Paper: AI Art and its Impact on Artists

2023/10/08

Paper: AI Art and its Impact on Artists

This week, I wanted to cover a collective paper written by a group of researchers and artists collaborating together (Harry H. Jiang, Lauren Brown, Jessica Cheng, Mehtab Khan, Abhishek Gupta, Deja Workman, Alex Hanna, Johnathan Flowers, Timnit Gebru), titled AI Art and its Impact on Artists.

The paper starts with an overview of how image generation works at a high level, starting with Convolutional Neural Networks (CNNs) doing image recognition, variational autoencoders (VAE) which used mirrored neural networks to enable the first generative models (such as VQ-VAE-2), followed by generative adversarial network (GAN) where two competing neural networks try to please a discriminator (often a third network evaluating how realistic an image is). This later type of tech eventually got augmented with an ability to consider tags defining the data, and was used for images as large as 512x512. Natural Language Processing (NLP) allowed increasing the complexity of tests and generated images, and the inclusion of Large Language Models (LLMs) led to natural language prompts.

Eventually (in the last few years), diffusion models inspired by fluid dynamics—they apply noise to an image and then de-noise the results—led to models not constrained by natural language understanding. This lands us close to where we are with Stable Diffusion, DALL-E, Midjourney, and others. Models of these types are trained on large image datasets such as JFT-300M or LAION (which has sub-variants), which contain hundreds of millions to billions of image-text pairs. In total, the paper lists roughly 20 commercial products using various datasets.

The authors point out that there's a tendency to anthropomorphize image generators, of talking about them like they're artists, even going as far as saying they are "inspired" by the data in their training set. The authors disagree, and present us with some philosophy of art to support their point, defining art as a uniquely human endeavor connected specifically to human culture and experience:

[W]hile non-human entities can have aesthetic experiences and express affect, a work of art is a cultural product that uses the resources of a culture to embody that experience in a form that all who stand before it can see. [...] Further, this process must be controlled by a sensitivity to the attitude of the perceiver insofar as the product is intended to be enjoyed by an audience. [...] This control over the process of production is what marks the unique contribution of humanity: while art is grounded in the very activities of living, it is the human recognition of cause and effect that transforms activities once performed under organic pressures into activities done for the sake of eliciting some response from a viewer.

▶ TASK DETAILS
Reproduce the passage of the post on AI art and its impact on artists from "The paper starts" up to and including "natural language prompts.".

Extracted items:

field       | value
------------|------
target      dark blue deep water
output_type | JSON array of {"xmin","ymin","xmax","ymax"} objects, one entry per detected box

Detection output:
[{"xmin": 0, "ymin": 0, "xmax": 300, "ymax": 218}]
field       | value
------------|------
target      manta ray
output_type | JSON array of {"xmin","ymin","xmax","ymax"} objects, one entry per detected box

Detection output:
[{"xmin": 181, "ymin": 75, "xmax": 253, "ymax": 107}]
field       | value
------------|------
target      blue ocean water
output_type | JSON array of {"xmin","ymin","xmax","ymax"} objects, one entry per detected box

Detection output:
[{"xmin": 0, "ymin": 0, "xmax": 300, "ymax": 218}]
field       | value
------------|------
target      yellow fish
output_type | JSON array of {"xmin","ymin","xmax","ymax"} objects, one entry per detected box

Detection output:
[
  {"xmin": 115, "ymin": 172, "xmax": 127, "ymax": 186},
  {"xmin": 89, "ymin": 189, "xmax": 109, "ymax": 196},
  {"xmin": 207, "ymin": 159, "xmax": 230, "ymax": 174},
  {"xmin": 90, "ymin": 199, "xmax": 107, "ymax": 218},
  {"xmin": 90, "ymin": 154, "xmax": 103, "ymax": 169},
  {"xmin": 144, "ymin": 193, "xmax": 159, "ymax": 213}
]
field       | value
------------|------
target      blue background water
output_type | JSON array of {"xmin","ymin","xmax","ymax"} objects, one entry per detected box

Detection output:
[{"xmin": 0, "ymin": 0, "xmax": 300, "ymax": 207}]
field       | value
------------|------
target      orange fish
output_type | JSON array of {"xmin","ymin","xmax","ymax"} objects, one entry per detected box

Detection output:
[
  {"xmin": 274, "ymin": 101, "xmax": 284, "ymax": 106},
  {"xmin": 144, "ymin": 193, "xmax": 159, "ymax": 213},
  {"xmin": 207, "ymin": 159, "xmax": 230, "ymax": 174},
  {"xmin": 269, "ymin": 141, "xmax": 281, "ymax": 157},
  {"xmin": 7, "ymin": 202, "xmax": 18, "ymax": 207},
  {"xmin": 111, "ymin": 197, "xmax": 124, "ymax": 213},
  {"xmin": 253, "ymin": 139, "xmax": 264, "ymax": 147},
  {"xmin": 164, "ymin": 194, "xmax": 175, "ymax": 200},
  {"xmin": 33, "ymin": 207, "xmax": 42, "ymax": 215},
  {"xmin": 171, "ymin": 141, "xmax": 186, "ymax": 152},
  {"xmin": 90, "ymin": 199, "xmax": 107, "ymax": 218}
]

--

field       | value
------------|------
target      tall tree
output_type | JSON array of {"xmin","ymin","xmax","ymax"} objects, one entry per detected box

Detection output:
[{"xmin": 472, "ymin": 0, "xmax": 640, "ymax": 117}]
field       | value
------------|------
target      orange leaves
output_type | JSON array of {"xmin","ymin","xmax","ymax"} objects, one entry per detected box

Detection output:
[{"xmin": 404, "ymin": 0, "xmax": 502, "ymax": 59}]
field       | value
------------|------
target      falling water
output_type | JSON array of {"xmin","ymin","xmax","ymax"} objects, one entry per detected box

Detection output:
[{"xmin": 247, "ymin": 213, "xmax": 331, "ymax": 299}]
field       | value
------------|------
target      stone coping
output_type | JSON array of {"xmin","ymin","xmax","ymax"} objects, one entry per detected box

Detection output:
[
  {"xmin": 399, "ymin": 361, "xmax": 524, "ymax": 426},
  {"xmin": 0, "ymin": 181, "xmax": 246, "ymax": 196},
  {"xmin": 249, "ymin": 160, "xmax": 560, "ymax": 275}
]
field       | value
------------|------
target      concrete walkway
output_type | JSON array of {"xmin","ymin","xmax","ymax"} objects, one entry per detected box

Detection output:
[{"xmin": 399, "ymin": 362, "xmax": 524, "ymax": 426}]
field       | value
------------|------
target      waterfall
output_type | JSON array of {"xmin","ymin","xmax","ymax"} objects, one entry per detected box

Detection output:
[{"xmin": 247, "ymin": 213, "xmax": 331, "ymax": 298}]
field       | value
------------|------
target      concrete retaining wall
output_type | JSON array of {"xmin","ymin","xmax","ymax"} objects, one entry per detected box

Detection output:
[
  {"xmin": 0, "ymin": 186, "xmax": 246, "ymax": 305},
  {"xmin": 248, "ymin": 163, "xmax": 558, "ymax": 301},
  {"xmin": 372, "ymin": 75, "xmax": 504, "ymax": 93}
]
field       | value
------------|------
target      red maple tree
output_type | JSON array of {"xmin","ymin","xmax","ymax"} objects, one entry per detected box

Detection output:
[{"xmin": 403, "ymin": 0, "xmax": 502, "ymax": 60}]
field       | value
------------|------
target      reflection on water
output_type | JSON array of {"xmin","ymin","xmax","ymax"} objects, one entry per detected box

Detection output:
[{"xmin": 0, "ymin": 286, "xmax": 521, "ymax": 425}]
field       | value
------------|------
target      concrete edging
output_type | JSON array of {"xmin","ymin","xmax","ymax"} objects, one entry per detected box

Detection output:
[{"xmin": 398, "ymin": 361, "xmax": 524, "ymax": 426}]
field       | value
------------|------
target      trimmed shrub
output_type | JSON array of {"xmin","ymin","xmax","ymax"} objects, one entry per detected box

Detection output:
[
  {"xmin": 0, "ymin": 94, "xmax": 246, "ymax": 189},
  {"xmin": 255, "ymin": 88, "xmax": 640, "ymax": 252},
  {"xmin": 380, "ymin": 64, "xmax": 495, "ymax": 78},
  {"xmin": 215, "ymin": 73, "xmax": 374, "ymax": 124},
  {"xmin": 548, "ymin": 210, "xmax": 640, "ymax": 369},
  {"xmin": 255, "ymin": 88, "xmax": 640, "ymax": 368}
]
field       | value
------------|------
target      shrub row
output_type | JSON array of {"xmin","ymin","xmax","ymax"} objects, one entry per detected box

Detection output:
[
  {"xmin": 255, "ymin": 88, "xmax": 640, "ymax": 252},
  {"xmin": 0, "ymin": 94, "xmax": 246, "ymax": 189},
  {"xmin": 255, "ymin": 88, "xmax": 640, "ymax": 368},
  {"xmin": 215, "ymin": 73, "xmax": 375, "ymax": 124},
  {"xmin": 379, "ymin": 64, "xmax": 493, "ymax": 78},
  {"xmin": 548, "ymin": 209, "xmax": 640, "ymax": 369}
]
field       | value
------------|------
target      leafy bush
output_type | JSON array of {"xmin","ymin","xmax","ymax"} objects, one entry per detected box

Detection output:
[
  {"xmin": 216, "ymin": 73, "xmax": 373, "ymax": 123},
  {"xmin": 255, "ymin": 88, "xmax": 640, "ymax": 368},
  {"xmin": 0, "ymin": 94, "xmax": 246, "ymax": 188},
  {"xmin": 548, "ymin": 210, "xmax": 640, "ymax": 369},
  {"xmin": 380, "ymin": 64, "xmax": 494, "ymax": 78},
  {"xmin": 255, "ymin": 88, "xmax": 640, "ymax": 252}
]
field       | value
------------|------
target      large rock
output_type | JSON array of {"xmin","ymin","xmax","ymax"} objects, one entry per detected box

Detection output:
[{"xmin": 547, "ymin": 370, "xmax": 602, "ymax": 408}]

▶ TASK RESULT
The paper starts with an overview of how image generation works at a high level, starting with Convolutional Neural Networks (CNNs) doing image recognition, variational autoencoders (VAE) which used mirrored neural networks to enable the first generative models (such as VQ-VAE-2), followed by generative adversarial network (GAN) where two competing neural networks try to please a discriminator (often a third network evaluating how realistic an image is). This later type of tech eventually got augmented with an ability to consider tags defining the data, and was used for images as large as 512x512. Natural Language Processing (NLP) allowed increasing the complexity of tests and generated images, and the inclusion of Large Language Models (LLMs) led to natural language prompts.